======== Given passage
A Peconic compound pays homage to a turn of the century art colony.

The main house in Rachel Rushforth-Worrell and Andre Worrell’s Peconic compound goes by more than one name. Sometimes the couple and their teenage son, Drake, follow local custom and call the 3,200-square foot structure, which was built in 1867, “The Old King Farmhouse,” after William Henry King, an early occupant. Other times they call it ‘The Grey Lady,’ a nod to what Rushforth-Worrell describes as “the sense of a nurturing presence” in the four bedroom bolthole.
In just two years, the couple have transformed the compound into a rural escape, a workshop (for Morgan & Kydd, their handmade greeting card, wrapping paper, and home fragrance business) and their family seat.
Originally from the UK, Rushforth-Worrell acquired her design credentials and project management expertise by way of the New York fashion industry, designing clothes for the likes of Donna Karan New York and Victoria’s Secret. In 2017, inspired by The New Homesteader, an account of one family’s experiment in sustainable living, she and Andre, a musician and an artist, fell in love with the house and traded their views of Manhattan tenements in the East Village for the open vistas of the North Fork. “We followed our instincts and took a leap of faith,” Rushforth-Worrell says. “The book was our guiding light.”

They were also guided, after a fashion, by the turn of the century figurative painters Henry and Edith Mitchill Prellwitz. Intrigued by the many Arts and Crafts details in the house, including a carved staircase, Rushforth-Worrell did some research and learned that the Prellwitzs had lived there in the early 1900s before moving to a house down the road. She and Andre were also inspired by the merchants and farmers and indigenous people — especially the indigenous people — who preceded them. At the local historical society, Rushforth-Worrell came across an old map that showed teepees which, by her reckoning, appear to have been situated within shouting distance of their property. “Whenever we went down the road to the beach, we’d ask ourselves, ‘What century are we in?’” She adds, “We’d look at the mature plantings in the garden and feel a sense of history.”
================
**Questions**
**A.** In the article about the Peconic compound, what is the name of the couple's business?
**B.** Write a continuation of the article about the Peconic compound, starting after its last sentence.
======== Data listing
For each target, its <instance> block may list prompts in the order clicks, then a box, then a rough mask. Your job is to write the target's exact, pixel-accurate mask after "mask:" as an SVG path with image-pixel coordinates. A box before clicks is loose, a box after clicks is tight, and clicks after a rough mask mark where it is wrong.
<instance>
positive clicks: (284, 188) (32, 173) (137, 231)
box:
================
======== Data listing
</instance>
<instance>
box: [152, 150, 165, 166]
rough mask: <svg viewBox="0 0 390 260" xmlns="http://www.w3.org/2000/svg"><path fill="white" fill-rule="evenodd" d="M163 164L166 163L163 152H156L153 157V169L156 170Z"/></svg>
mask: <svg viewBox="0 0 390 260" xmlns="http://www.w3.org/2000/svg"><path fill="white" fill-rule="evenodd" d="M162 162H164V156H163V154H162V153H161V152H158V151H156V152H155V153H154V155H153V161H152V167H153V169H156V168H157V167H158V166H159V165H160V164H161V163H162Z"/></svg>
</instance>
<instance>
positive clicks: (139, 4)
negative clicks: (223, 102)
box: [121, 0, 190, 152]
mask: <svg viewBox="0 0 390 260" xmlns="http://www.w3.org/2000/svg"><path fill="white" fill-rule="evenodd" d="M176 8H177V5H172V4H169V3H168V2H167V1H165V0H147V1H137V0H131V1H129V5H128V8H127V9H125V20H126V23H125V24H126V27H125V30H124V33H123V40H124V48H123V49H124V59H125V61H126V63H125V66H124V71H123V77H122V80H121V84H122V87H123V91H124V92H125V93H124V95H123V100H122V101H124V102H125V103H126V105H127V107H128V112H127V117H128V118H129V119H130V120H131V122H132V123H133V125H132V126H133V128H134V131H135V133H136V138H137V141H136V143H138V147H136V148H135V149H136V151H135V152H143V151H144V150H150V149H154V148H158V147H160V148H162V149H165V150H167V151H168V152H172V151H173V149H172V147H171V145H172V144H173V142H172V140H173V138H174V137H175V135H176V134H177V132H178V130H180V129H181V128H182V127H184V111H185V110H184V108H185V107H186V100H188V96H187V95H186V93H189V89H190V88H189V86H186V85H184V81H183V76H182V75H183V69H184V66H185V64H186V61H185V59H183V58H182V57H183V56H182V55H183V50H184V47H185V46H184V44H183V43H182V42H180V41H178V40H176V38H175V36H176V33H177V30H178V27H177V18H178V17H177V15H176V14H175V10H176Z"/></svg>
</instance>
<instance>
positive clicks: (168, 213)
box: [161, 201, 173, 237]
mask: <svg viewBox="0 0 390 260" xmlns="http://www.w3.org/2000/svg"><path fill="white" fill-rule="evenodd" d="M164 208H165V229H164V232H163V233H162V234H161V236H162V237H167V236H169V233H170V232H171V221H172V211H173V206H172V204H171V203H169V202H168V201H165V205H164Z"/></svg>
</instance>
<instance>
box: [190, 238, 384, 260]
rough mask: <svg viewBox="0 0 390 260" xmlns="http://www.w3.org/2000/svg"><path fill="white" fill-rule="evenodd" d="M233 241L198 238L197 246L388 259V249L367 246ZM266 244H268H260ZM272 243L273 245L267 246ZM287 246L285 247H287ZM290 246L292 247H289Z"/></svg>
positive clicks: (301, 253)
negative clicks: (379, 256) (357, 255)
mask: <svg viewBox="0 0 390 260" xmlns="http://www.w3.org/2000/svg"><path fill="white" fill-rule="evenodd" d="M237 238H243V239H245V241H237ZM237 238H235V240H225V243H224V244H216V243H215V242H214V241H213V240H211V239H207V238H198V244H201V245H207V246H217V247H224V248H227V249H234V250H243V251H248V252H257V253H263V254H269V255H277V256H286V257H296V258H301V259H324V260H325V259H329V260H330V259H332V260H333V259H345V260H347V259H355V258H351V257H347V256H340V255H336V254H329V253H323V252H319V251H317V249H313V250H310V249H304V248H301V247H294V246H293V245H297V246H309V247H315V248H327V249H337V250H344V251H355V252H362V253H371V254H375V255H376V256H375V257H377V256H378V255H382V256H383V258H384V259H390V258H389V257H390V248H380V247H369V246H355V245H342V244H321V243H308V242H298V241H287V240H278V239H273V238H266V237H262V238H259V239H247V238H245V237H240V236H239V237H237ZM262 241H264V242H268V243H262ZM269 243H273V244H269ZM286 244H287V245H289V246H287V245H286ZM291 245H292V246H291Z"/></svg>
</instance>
================
**Answer section**
**A.** Morgan & Kydd

**B.**
The compound, which includes an art studio and attached apartment (winner of this year’s Hamptons Cottage and Gardens’ Small Space Design award) reflects that history as filtered through the pair’s own modern sensibility. There’s a library with reading nooks, beamed ceilings, period ornament, and millwork of unknown yet historic vintage, probably executed by artisans at the Prellwitz family’s behest; a sitting room with sofas upholstered in durable white duck; and a long farm table in the south-facing sunroom that Rushforth-Worrell paired with white bucket chairs, reproductions of the Italian design firm Sintesi’s iconic Orbit chair. Other rooms are furnished with antiques that Rushforth-Worrell brought over from England.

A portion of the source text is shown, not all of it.